--- QUOTED PASSAGE ---
┌──

You secretly wonder if they have taken their meds, and check the bottles when they are in the shower.

You can tell when they are faking not feeling well to get out of something, and you know when they are faking feeling well in order to do something - and you let them get away with both anyway.

You secretly study everything you can about their disease, but you act dumb when they explain something to you.

You lay awake at night terrified about how alone you will feel if something happened to them, and you cry.


I just thought this was a very sweet a dedicated women,

Wednesday, December 15, 2010

Miracle

Well it is a Christmas Miracle! Santa must be real because my Christmas gift has been coming true times 3! My dad has been flying through with colors for the paired donation and Trina gets her blood drawn on Tuesday AND her mom said if something falls through with her then she is up next she is O negative. This is the most amazing gift a person can give you and to give it to someone you have never met but knows that they can give you one of there spare parts just so you can have your life back....it is so hard for me to put in words. Today when I called Trina I had so much I wanted to say but I could not find the words and then I started crying and was just holding it in because I didn't want to be a basket case the first time we spoke. I just want all three of them to know that this means more to me then I can even explain. This is the best Christmas of my life and the most meaningful and now I can honestly say I know what the true meaning of giving is this year. Thank you so much for all of your support. I know we have all been waiting for this. Tonight when I called my mom and dad and told them about Trina's mom my mom was so happy she was so overwhelmed with joy she started crying and telling me this is all they wanted for Christmas. I love her so much and I felt what she was feeling right there in that moment. Thank you...

Sunday, December 12, 2010

Surprise


Well Saturday my mom called me and told me she wanted to take me out to lunch but didn't say where. Steven drove us to Macyo's I turned the corner and there was my entire family including my DAD!!!! I bursted into tears and ran to him. I was not expecting that in a million years. That was the best birthday present I could have ever asked for. I wish my step-mom could have been there but I know it is hard for both of them to leave because of the puppies. Even Char was there the little shit knew about it and didn't spill the beans her and I were both shocked...HAHAHA. Char even planned on us going to the game today which is fun but SO LOUD. My dad is also finishing his testing tomorrow so that right there is the best gift. It was really great to see my dad I miss him so much. OH and my sissy made the BEST cupcakes EVER! VANILLA BEAN!!!! It was great thought Aunt Debbie, Grandma and Grandpa Shelley, Grandpa Flynn, Lins,Shorty,Tommy,Nancy,Laura,Grady,Mikey,Char, and Sassy. This really was a great surprise and I will remember it forever. Well I am going to go to bed because my head is killing me from the game but here are some pictures. I will be back tomorrow with the news from my dad.

└──

--- WORK REQUEST ---
Print the blog excerpt from "You secretly study" up to and including "and you cry.". The records have nothing to do with the blog excerpt.

--- RECORDS ---
┌──

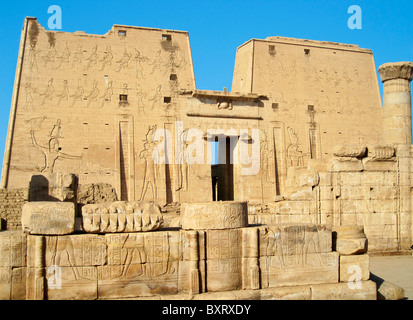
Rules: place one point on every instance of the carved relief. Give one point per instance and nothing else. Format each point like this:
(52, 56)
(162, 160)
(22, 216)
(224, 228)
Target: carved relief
(77, 57)
(33, 58)
(64, 94)
(140, 95)
(156, 63)
(29, 96)
(107, 58)
(139, 59)
(93, 58)
(297, 158)
(267, 155)
(78, 94)
(48, 93)
(124, 61)
(64, 57)
(223, 260)
(52, 151)
(297, 254)
(150, 176)
(122, 217)
(107, 95)
(157, 96)
(94, 93)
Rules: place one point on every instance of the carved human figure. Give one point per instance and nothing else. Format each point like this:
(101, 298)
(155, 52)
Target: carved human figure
(294, 153)
(124, 61)
(94, 93)
(57, 130)
(93, 57)
(33, 57)
(182, 168)
(50, 55)
(157, 97)
(52, 152)
(48, 93)
(107, 58)
(139, 59)
(63, 246)
(29, 95)
(78, 94)
(150, 172)
(64, 94)
(78, 57)
(140, 95)
(156, 63)
(64, 57)
(107, 95)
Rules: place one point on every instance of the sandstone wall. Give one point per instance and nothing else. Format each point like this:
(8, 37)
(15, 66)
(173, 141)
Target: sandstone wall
(343, 191)
(284, 260)
(11, 203)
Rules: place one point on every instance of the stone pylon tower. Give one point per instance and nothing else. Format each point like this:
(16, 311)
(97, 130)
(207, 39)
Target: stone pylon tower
(397, 130)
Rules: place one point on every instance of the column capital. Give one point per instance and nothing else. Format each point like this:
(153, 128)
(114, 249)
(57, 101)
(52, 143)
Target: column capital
(397, 70)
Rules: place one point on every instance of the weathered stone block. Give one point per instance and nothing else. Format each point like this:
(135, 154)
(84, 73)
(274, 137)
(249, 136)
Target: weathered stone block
(71, 283)
(365, 290)
(122, 216)
(296, 270)
(287, 293)
(5, 283)
(354, 268)
(349, 240)
(214, 215)
(382, 152)
(48, 218)
(12, 249)
(352, 151)
(346, 164)
(224, 259)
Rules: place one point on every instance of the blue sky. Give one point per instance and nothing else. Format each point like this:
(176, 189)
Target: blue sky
(216, 29)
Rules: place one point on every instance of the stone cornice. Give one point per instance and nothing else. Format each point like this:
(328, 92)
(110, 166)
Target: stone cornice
(398, 70)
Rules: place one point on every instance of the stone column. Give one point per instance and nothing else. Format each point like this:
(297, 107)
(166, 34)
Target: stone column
(397, 130)
(397, 116)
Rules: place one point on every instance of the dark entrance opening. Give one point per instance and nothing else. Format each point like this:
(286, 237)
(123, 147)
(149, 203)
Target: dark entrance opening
(223, 172)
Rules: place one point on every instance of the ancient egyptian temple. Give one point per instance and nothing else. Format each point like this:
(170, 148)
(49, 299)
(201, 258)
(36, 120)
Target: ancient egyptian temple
(109, 189)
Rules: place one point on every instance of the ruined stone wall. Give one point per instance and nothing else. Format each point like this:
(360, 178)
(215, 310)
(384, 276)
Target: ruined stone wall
(349, 190)
(214, 253)
(11, 203)
(319, 94)
(85, 104)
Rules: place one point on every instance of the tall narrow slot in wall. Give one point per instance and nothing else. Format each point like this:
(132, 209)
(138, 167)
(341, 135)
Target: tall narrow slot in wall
(226, 170)
(124, 160)
(277, 138)
(169, 170)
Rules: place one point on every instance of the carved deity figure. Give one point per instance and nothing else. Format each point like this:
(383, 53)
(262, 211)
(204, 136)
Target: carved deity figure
(53, 151)
(150, 170)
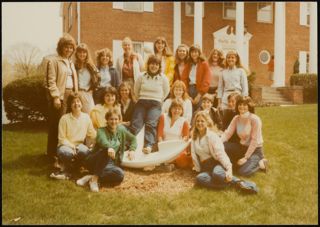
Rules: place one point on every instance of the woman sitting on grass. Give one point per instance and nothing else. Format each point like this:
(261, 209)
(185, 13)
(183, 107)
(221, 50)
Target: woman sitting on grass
(207, 106)
(247, 154)
(179, 92)
(104, 162)
(229, 114)
(210, 159)
(109, 100)
(172, 126)
(74, 127)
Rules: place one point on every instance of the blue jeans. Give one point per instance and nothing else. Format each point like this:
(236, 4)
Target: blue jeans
(146, 112)
(68, 158)
(236, 151)
(213, 175)
(100, 164)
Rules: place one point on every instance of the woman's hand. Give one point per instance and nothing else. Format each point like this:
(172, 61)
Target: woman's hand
(111, 153)
(130, 155)
(57, 103)
(241, 161)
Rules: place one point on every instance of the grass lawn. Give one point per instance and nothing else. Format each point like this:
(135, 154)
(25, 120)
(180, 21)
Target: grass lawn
(288, 192)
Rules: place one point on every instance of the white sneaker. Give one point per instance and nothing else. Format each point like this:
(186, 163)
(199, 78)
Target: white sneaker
(149, 168)
(82, 181)
(94, 186)
(60, 175)
(147, 150)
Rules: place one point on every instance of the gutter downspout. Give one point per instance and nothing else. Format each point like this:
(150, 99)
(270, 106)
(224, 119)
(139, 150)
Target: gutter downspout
(78, 12)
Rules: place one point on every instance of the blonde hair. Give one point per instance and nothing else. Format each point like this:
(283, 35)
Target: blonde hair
(210, 125)
(84, 47)
(179, 84)
(176, 57)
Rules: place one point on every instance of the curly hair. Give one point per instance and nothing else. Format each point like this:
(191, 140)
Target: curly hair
(65, 40)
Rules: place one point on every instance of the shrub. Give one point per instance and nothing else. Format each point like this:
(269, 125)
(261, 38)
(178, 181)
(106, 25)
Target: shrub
(310, 86)
(25, 99)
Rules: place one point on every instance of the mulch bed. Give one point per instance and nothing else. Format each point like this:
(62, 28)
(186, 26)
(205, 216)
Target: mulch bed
(160, 180)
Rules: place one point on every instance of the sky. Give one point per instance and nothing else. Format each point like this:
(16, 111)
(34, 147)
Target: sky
(37, 23)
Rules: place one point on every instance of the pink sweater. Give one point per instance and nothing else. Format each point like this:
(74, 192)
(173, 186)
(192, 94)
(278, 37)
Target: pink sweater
(249, 130)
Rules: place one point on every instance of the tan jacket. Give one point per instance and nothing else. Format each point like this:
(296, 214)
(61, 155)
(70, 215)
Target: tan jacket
(56, 76)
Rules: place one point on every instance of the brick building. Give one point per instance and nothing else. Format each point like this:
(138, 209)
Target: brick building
(287, 30)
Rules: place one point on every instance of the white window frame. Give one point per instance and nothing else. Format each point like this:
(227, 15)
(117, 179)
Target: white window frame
(192, 14)
(268, 57)
(146, 7)
(132, 10)
(70, 19)
(223, 10)
(270, 11)
(305, 14)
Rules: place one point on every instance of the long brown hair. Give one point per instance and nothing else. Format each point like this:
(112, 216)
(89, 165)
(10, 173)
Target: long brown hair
(166, 51)
(220, 59)
(104, 51)
(196, 48)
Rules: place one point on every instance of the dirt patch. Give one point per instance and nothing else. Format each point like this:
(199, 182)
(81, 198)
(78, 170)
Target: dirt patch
(157, 180)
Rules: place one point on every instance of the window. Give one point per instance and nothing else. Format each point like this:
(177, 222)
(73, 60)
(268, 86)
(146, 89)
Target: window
(229, 10)
(70, 19)
(133, 6)
(265, 12)
(143, 48)
(189, 9)
(303, 62)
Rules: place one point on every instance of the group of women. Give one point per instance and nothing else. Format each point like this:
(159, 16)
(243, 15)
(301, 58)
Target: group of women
(96, 110)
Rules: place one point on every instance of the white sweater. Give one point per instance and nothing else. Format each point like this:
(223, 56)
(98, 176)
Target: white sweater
(152, 88)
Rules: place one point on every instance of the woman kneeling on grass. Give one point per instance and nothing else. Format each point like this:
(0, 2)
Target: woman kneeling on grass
(210, 159)
(247, 154)
(74, 127)
(108, 152)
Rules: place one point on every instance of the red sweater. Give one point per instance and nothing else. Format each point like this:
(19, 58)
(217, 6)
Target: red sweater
(202, 76)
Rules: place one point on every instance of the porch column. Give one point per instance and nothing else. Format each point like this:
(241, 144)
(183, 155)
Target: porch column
(313, 45)
(176, 25)
(198, 23)
(240, 31)
(279, 45)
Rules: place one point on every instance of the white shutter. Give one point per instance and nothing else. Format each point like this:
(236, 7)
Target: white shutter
(148, 6)
(117, 5)
(303, 13)
(147, 50)
(302, 61)
(117, 50)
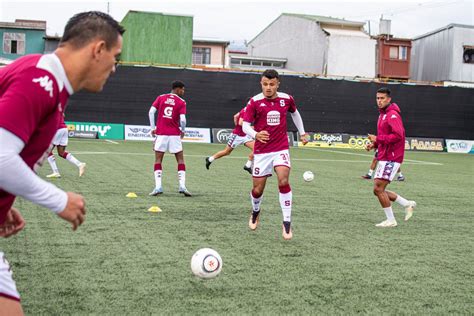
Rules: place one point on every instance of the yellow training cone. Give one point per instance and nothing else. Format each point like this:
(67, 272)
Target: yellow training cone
(154, 209)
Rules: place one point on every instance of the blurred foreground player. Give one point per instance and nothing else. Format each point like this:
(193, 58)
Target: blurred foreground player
(33, 94)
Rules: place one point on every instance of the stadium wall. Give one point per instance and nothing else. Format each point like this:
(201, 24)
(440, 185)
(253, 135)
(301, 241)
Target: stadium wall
(332, 106)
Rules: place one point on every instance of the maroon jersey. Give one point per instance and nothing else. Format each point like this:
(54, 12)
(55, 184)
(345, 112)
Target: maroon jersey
(170, 107)
(33, 94)
(270, 115)
(238, 128)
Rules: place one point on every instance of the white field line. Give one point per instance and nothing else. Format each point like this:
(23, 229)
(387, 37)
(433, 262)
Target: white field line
(368, 155)
(239, 157)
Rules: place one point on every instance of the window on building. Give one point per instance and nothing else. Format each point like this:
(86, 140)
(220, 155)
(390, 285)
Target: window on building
(468, 55)
(201, 55)
(14, 43)
(402, 52)
(393, 54)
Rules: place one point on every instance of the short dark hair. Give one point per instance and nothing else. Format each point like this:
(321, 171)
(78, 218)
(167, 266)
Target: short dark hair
(384, 90)
(86, 26)
(270, 74)
(177, 84)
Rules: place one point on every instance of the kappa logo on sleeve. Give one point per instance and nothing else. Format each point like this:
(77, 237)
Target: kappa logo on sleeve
(45, 83)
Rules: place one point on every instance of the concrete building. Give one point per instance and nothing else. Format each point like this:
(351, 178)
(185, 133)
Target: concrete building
(157, 38)
(210, 52)
(446, 54)
(22, 37)
(317, 44)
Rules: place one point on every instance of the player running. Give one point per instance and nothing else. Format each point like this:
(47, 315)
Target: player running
(237, 138)
(268, 111)
(170, 126)
(390, 142)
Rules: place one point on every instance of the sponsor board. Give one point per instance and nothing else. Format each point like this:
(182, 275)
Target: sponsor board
(460, 146)
(197, 135)
(424, 144)
(138, 132)
(78, 134)
(221, 135)
(104, 130)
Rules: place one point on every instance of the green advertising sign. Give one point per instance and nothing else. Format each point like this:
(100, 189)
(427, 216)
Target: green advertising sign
(104, 130)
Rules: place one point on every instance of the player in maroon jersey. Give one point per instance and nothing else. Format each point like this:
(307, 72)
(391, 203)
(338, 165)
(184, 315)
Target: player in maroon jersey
(170, 126)
(236, 138)
(33, 94)
(268, 111)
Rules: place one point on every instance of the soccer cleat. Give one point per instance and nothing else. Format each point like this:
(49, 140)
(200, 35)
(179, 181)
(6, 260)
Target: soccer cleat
(82, 169)
(156, 191)
(287, 231)
(409, 210)
(184, 191)
(387, 223)
(254, 220)
(53, 175)
(208, 163)
(248, 169)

└──

--- TASK RESPONSE ---
You secretly study everything you can about their disease, but you act dumb when they explain something to you.

You lay awake at night terrified about how alone you will feel if something happened to them, and you cry.